***** Data excerpts *****

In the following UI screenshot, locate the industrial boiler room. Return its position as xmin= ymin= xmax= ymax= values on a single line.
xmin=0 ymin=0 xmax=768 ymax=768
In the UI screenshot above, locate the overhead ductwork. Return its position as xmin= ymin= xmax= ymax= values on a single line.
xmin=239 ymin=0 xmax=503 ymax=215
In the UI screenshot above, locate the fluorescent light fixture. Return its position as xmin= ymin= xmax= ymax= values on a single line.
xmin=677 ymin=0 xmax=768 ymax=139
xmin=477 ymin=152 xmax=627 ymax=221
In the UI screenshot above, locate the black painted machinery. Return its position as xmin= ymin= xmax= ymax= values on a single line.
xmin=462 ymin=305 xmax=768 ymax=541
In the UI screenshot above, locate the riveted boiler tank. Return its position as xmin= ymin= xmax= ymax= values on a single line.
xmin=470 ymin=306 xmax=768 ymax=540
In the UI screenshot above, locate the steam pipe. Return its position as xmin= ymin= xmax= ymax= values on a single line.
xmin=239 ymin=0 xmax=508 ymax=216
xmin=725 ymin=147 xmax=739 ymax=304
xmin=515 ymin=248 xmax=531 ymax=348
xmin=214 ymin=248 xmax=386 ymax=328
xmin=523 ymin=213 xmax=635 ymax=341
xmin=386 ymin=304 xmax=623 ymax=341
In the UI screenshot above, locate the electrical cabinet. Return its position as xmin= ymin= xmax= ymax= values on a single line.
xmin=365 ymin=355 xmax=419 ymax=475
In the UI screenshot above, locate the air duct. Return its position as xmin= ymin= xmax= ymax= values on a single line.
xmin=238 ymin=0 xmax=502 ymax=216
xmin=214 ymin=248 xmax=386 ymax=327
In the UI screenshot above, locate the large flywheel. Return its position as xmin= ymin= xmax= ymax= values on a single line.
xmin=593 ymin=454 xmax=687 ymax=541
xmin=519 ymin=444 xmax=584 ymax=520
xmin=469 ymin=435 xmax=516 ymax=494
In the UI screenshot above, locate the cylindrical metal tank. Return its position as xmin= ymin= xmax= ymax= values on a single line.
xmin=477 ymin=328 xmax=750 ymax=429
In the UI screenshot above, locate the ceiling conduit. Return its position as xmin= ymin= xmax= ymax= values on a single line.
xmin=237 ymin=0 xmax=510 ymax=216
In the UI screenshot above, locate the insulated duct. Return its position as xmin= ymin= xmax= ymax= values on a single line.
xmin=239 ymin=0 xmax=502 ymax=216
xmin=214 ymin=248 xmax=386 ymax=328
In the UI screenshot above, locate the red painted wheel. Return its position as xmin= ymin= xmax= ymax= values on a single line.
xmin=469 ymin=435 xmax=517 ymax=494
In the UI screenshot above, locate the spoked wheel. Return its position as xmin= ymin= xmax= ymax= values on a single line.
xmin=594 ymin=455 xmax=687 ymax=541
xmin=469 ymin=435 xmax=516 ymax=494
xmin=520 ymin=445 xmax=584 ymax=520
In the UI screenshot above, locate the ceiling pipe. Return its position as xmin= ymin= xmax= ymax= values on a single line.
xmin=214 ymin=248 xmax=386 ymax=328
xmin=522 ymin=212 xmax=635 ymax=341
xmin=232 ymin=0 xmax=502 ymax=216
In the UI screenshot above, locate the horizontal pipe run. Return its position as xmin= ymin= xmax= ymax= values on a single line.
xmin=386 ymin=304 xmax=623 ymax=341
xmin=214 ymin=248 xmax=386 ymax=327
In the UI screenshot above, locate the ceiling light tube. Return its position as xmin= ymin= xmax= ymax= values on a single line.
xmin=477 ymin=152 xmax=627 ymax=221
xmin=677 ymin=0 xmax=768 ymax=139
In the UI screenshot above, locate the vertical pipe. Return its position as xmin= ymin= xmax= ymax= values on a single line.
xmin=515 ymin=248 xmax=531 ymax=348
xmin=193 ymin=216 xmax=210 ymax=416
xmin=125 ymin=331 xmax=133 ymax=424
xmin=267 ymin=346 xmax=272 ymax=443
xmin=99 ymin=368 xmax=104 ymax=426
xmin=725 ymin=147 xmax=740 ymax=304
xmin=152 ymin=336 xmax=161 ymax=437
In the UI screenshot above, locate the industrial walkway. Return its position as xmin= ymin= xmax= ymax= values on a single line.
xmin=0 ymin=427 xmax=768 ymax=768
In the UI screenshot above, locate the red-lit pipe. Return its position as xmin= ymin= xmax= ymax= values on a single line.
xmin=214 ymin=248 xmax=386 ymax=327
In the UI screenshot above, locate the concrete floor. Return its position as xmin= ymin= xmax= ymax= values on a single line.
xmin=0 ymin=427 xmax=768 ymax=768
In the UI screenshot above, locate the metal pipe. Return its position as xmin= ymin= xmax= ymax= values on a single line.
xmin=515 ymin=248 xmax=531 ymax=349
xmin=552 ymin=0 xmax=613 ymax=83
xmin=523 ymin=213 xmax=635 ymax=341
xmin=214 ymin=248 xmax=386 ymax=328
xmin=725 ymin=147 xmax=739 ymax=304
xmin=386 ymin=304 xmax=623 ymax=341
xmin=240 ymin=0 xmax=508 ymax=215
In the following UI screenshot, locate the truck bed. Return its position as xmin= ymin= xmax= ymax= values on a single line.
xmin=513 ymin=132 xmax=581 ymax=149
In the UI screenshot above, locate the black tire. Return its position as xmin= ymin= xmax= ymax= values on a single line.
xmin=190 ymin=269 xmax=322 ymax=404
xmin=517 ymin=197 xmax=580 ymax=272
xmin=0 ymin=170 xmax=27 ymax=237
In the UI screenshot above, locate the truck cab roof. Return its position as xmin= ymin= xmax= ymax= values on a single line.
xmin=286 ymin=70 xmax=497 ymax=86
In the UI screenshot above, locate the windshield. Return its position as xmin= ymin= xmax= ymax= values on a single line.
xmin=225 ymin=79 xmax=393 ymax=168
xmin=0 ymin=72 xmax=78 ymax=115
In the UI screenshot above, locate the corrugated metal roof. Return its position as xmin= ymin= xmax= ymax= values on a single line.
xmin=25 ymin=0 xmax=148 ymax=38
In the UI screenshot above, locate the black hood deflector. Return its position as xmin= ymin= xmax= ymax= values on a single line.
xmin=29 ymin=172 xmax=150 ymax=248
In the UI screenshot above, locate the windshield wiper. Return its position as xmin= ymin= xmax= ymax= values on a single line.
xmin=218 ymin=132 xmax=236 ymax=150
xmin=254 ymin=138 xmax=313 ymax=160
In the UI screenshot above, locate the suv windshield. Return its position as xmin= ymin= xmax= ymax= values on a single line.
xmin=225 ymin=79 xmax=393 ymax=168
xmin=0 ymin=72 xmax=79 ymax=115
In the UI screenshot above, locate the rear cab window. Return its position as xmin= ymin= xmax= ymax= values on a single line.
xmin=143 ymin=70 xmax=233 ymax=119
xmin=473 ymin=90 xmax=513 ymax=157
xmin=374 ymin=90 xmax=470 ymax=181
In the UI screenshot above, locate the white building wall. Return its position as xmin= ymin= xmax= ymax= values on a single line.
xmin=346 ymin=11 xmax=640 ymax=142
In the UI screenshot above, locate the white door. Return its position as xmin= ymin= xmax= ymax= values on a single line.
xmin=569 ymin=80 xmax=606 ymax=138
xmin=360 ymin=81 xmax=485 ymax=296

*****

Given exercise: Transcribe every entry exactly.

Answer for the task:
In the following UI screenshot, locate the industrial boiler room. Return its position as xmin= ymin= xmax= ymax= values on a single line.
xmin=0 ymin=0 xmax=768 ymax=768
In the UI screenshot above, locate the overhead ductwork. Return its position as xmin= ymin= xmax= ymax= values on a single line.
xmin=239 ymin=0 xmax=503 ymax=215
In the UI screenshot above, locate the fluorescent light fixture. Return its position as xmin= ymin= xmax= ymax= values on a single line.
xmin=677 ymin=0 xmax=768 ymax=139
xmin=477 ymin=152 xmax=627 ymax=221
In the UI screenshot above, locate the black painted machinery. Return its position as xmin= ymin= xmax= ymax= values on a single line.
xmin=462 ymin=305 xmax=768 ymax=541
In the UI screenshot above, locate the riveted boiler tank. Return its position as xmin= ymin= xmax= ymax= values on a single line.
xmin=470 ymin=306 xmax=768 ymax=540
In the UI screenshot above, locate the steam pipe. Return its position as xmin= ymin= xmax= ymax= values on a single line.
xmin=239 ymin=0 xmax=508 ymax=216
xmin=725 ymin=147 xmax=739 ymax=304
xmin=515 ymin=248 xmax=531 ymax=348
xmin=214 ymin=248 xmax=386 ymax=328
xmin=523 ymin=213 xmax=635 ymax=341
xmin=386 ymin=304 xmax=623 ymax=341
In the UI screenshot above, locate the electrical cabinet. Return its position as xmin= ymin= xmax= ymax= values on a single line.
xmin=365 ymin=355 xmax=419 ymax=475
In the UI screenshot above, locate the air duct. Return its position as xmin= ymin= xmax= ymax= values on a single line.
xmin=238 ymin=0 xmax=502 ymax=216
xmin=214 ymin=248 xmax=386 ymax=327
In the UI screenshot above, locate the large flywheel. Return its position as xmin= ymin= xmax= ymax= values on a single line.
xmin=593 ymin=454 xmax=687 ymax=541
xmin=519 ymin=444 xmax=584 ymax=520
xmin=469 ymin=435 xmax=516 ymax=494
In the UI screenshot above, locate the cylindrical metal tank. Return its position as xmin= ymin= xmax= ymax= values on a single line.
xmin=477 ymin=328 xmax=750 ymax=429
In the UI screenshot above, locate the ceiling conduit. Return its position as xmin= ymin= xmax= ymax= values on a single line.
xmin=237 ymin=0 xmax=510 ymax=216
In the UI screenshot above, locate the insulated duct. Return its position as xmin= ymin= xmax= ymax= values on a single line.
xmin=239 ymin=0 xmax=502 ymax=216
xmin=214 ymin=248 xmax=386 ymax=328
In the UI screenshot above, locate the red painted wheel. Return its position as xmin= ymin= xmax= ymax= values on a single line.
xmin=469 ymin=435 xmax=517 ymax=494
In the UI screenshot above, locate the spoked wheel. Return its position as xmin= ymin= xmax= ymax= values on a single line.
xmin=594 ymin=455 xmax=687 ymax=541
xmin=469 ymin=435 xmax=516 ymax=494
xmin=520 ymin=445 xmax=584 ymax=520
In the UI screenshot above, locate the ceiling pipe. Return its position as xmin= ymin= xmax= ymax= values on a single line.
xmin=214 ymin=248 xmax=386 ymax=328
xmin=522 ymin=212 xmax=635 ymax=341
xmin=232 ymin=0 xmax=502 ymax=216
In the UI screenshot above, locate the horizontal pipe run. Return its position as xmin= ymin= xmax= ymax= values on a single line.
xmin=386 ymin=304 xmax=623 ymax=341
xmin=214 ymin=248 xmax=386 ymax=327
In the UI screenshot above, locate the ceiling light tube. Return its position as xmin= ymin= xmax= ymax= values on a single line.
xmin=477 ymin=152 xmax=627 ymax=221
xmin=677 ymin=0 xmax=768 ymax=139
In the UI screenshot above, locate the vertical pipe. Return its position as xmin= ymin= xmax= ymax= values on a single line.
xmin=515 ymin=248 xmax=531 ymax=348
xmin=193 ymin=216 xmax=210 ymax=416
xmin=125 ymin=331 xmax=133 ymax=424
xmin=267 ymin=346 xmax=272 ymax=443
xmin=99 ymin=368 xmax=104 ymax=426
xmin=725 ymin=147 xmax=740 ymax=304
xmin=152 ymin=336 xmax=161 ymax=437
In the UI screenshot above, locate the industrial walkway. Return its position as xmin= ymin= xmax= ymax= values on a single line.
xmin=0 ymin=427 xmax=768 ymax=768
In the UI screenshot above, locate the red-lit pipe. Return its position as xmin= ymin= xmax= ymax= values on a single line.
xmin=214 ymin=248 xmax=386 ymax=327
In the UI screenshot above, locate the concrete floor. Return its position as xmin= ymin= xmax= ymax= values on a single line.
xmin=0 ymin=427 xmax=768 ymax=768
In the UI screenshot above, locate the metal pipe. Return its position as xmin= ymin= xmax= ymax= values on a single line.
xmin=515 ymin=248 xmax=531 ymax=349
xmin=552 ymin=0 xmax=613 ymax=83
xmin=523 ymin=213 xmax=635 ymax=341
xmin=214 ymin=248 xmax=386 ymax=328
xmin=725 ymin=147 xmax=739 ymax=304
xmin=386 ymin=304 xmax=623 ymax=341
xmin=240 ymin=0 xmax=508 ymax=215
In the following UI screenshot, locate the truck bed. Return its position as xmin= ymin= xmax= ymax= values on a single line.
xmin=513 ymin=132 xmax=581 ymax=149
In the UI screenshot above, locate the black tire. Return its position as xmin= ymin= xmax= ymax= values on a single line.
xmin=190 ymin=269 xmax=322 ymax=404
xmin=517 ymin=197 xmax=580 ymax=272
xmin=0 ymin=170 xmax=27 ymax=237
In the UI screenshot above, locate the truck cab roof. Return its position as xmin= ymin= xmax= ymax= values on a single line.
xmin=286 ymin=70 xmax=497 ymax=86
In the UI screenshot above, locate the windshield. Return its position as xmin= ymin= xmax= ymax= values on a single line.
xmin=225 ymin=79 xmax=393 ymax=168
xmin=0 ymin=72 xmax=78 ymax=115
In the UI screenshot above, locate the corrugated metal roof. Return its position as xmin= ymin= xmax= ymax= values on a single line.
xmin=25 ymin=0 xmax=148 ymax=38
In the UI screenshot above, locate the black hood deflector. Return its position as xmin= ymin= xmax= ymax= values on a single line.
xmin=29 ymin=172 xmax=150 ymax=248
In the UI screenshot above, locate the windshield wiper. Return its position as xmin= ymin= xmax= ymax= values on a single line.
xmin=218 ymin=132 xmax=236 ymax=150
xmin=254 ymin=138 xmax=313 ymax=160
In the UI screenshot above, locate the suv windshield. Return its position as xmin= ymin= xmax= ymax= values on a single line.
xmin=225 ymin=79 xmax=393 ymax=168
xmin=0 ymin=72 xmax=79 ymax=115
In the UI screenshot above, locate the rear cab window. Return its position as xmin= ymin= xmax= ymax= values on a single line.
xmin=143 ymin=70 xmax=233 ymax=119
xmin=473 ymin=90 xmax=513 ymax=157
xmin=374 ymin=90 xmax=470 ymax=181
In the UI screenshot above, locate the white building wall. Return its position as xmin= ymin= xmax= ymax= values on a single line.
xmin=346 ymin=11 xmax=640 ymax=142
In the UI screenshot above, locate the white door. Return its position as xmin= ymin= xmax= ymax= values on a single line.
xmin=569 ymin=80 xmax=606 ymax=138
xmin=360 ymin=81 xmax=485 ymax=296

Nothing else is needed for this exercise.